┌─ Text segment
# Parasitic drag

(Redirected from Form drag)

Parasitic drag is drag that acts on an object when the object is moving through a fluid. In the case of aerodynamic drag, the fluid is the atmosphere. Parasitic drag is a combination of form drag and skin friction drag. Parasitic drag does not result from the generation of lift on the object, and hence it is considered parasitic.

The other components of total drag, lift–induced drag, wave drag, and ram drag (see ram pressure), are separate types of drag, and are not components of parasitic drag.

## Description

In flight, lift–induced drag results from the lift force that must be produced so that the craft can maintain level flight. Induced drag is greater at lower speeds where a high angle of attack is required. As speed increases, the induced drag decreases, but parasitic drag increases because the fluid is striking the object with greater force, and is moving across the object's surfaces at higher speed. As speed continues to increase into the transonic and supersonic regimes, wave drag grows in importance. Each of these drag components changes in proportion to the others based on speed. The combined overall drag curve therefore shows a minimum at some airspeed; an aircraft flying at this speed will be close to its optimal efficiency. Pilots will use this speed to maximize the gliding range in case of an engine failure. However, to maximize the gliding endurance (minimum sink), the aircraft's speed would have to be at the point of minimum drag power, which occurs at lower speeds than minimum drag.
└─
┌─ Data shown
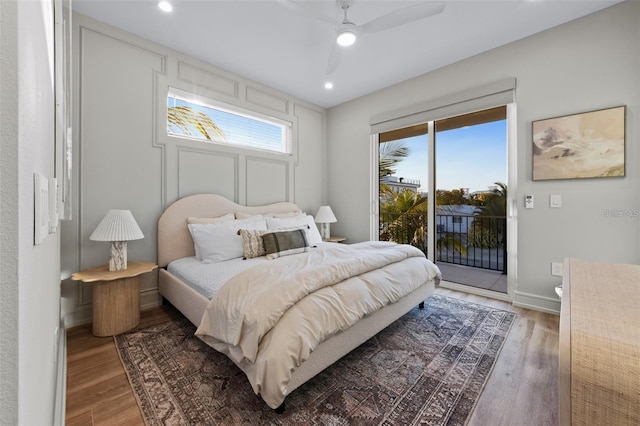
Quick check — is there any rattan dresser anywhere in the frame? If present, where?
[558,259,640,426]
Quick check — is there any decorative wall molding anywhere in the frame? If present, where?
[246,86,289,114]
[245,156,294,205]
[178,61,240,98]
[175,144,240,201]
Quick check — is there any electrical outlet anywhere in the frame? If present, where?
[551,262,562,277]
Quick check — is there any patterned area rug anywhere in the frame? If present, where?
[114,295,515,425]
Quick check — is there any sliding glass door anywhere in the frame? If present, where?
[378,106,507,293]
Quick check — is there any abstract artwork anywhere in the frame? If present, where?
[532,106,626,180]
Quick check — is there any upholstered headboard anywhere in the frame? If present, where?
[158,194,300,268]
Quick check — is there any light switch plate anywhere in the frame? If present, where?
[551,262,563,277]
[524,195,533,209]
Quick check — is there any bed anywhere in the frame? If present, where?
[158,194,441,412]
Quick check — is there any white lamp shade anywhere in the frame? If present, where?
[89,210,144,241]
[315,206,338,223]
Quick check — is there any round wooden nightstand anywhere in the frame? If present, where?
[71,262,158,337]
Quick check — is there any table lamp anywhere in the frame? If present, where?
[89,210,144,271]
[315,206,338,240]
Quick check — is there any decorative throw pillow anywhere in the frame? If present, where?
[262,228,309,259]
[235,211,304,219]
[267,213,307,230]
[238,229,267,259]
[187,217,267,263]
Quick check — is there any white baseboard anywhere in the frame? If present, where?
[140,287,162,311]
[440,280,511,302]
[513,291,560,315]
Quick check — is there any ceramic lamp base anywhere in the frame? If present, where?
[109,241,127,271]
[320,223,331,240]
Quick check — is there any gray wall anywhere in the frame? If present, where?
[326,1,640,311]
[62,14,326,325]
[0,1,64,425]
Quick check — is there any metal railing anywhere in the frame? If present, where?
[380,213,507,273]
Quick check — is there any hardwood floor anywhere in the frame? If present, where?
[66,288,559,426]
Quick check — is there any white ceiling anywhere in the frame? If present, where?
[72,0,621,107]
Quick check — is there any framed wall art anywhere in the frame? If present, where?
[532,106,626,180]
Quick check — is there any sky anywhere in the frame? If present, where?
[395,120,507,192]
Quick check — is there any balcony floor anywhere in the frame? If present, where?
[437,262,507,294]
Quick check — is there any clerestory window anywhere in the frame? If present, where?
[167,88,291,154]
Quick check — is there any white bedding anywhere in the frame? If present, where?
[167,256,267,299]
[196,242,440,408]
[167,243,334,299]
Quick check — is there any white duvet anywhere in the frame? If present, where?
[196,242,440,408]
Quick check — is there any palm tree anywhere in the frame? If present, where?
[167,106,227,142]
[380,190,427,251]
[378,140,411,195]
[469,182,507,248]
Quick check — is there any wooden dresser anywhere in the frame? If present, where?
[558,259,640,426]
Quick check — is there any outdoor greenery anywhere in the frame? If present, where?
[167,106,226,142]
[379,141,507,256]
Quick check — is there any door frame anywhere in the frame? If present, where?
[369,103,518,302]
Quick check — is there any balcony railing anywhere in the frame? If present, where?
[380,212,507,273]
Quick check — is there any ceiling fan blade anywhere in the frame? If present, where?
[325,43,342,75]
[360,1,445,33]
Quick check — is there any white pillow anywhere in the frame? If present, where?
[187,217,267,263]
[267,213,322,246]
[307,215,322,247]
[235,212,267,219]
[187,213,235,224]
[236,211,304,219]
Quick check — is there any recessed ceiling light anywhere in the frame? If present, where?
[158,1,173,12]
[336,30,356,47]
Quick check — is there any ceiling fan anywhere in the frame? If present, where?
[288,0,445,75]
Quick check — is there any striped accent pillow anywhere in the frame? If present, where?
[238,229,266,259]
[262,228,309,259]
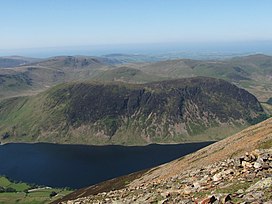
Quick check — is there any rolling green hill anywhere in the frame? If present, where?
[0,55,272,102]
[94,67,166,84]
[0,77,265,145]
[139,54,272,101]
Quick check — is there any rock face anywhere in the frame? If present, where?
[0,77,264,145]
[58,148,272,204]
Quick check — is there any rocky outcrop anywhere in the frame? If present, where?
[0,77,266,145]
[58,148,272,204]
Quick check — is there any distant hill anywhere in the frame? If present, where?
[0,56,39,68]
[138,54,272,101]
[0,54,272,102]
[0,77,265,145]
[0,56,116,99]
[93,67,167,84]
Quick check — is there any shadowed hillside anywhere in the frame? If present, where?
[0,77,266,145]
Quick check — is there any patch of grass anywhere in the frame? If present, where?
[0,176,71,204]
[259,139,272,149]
└─
┌─ Data shown
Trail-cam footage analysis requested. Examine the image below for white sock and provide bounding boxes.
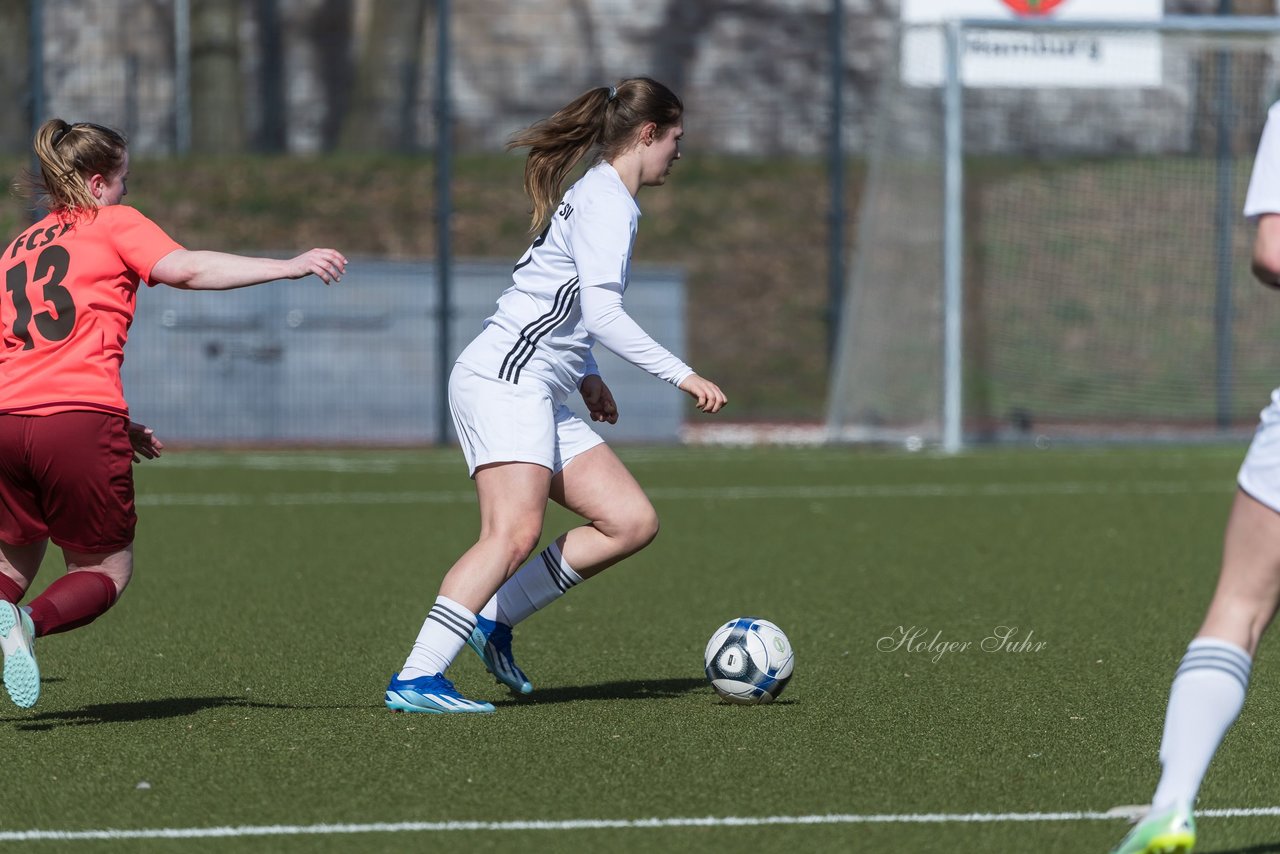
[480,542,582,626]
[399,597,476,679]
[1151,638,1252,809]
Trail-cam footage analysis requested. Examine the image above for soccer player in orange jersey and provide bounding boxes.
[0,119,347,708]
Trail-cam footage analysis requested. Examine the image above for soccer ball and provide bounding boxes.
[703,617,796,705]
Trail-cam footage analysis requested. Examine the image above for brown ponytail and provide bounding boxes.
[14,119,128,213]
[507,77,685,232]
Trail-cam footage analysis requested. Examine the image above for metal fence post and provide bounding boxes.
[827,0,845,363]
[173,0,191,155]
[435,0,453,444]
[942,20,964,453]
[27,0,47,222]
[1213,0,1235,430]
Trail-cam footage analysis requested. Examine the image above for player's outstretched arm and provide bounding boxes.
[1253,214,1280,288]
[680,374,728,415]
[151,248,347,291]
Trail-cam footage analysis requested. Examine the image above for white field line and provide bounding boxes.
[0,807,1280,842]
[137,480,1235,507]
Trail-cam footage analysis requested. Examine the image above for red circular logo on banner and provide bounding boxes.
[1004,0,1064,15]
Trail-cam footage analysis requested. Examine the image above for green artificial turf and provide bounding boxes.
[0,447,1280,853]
└─
▸ **To do**
A - From the parasitic drag text, list every type of drag it says is not a component of parasitic drag.
B - Write a continuation of the parasitic drag text, picking up after its last sentence.

▸ **Response list**
A - Lift–induced drag, wave drag, and ram drag.

B -
At the point of minimum drag, CD,o (drag coefficient of the aircraft when lift equals zero) is equal to CD,i (induced drag coefficient, or coefficient of drag created by lift). At the point of minimum power, CD,o is equal to one third times CD,i. This can be proven by deriving the following equations:[clarification needed]

$F_{drag}=qA_{s}C_{D}$

where:

$q={\frac {1}{2}}\rho u^{2}$

is the dynamic pressure and

$C_{D}=C_{D,o}+C_{D,i}$

where

$C_{D,{\text{i}}}={\frac {C_{L}^{2}}{\pi A\!\!{\text{R}}}}$ ,
$A\!\!{\text{R}}={\frac {b^{2}}{S}}\,$  is the aspect ratio,

## Form drag

Form drag or pressure drag arises because of the shape of the object. The general size and shape of the body are the most important factors in form drag; bodies with a larger presented cross-section will have a higher drag than thinner bodies; sleek ("streamlined") objects have lower form drag. Form drag follows the drag equation, meaning that it increases with velocity, and thus becomes more important for high-speed aircraft.

Form drag depends on the longitudinal section of the body. A prudent choice of body profile is essential for a low drag coefficient. Streamlines should be continuous, and separation of the boundary layer with its attendant vortices should be avoided.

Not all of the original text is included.